AIM: Rewrite each of the entries below with "small stone" changed to "pebble" and every other line kept the same. Leave the pictures out of your answer.
-*-*-
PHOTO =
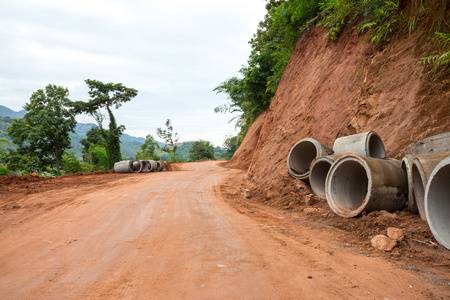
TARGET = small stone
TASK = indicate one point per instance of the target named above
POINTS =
(310, 210)
(384, 243)
(311, 200)
(395, 234)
-*-*-
TASK SOLUTION:
PHOTO =
TARGET = pebble
TASK = indicate one point per instance of the target named above
POINTS =
(310, 210)
(384, 243)
(311, 200)
(395, 234)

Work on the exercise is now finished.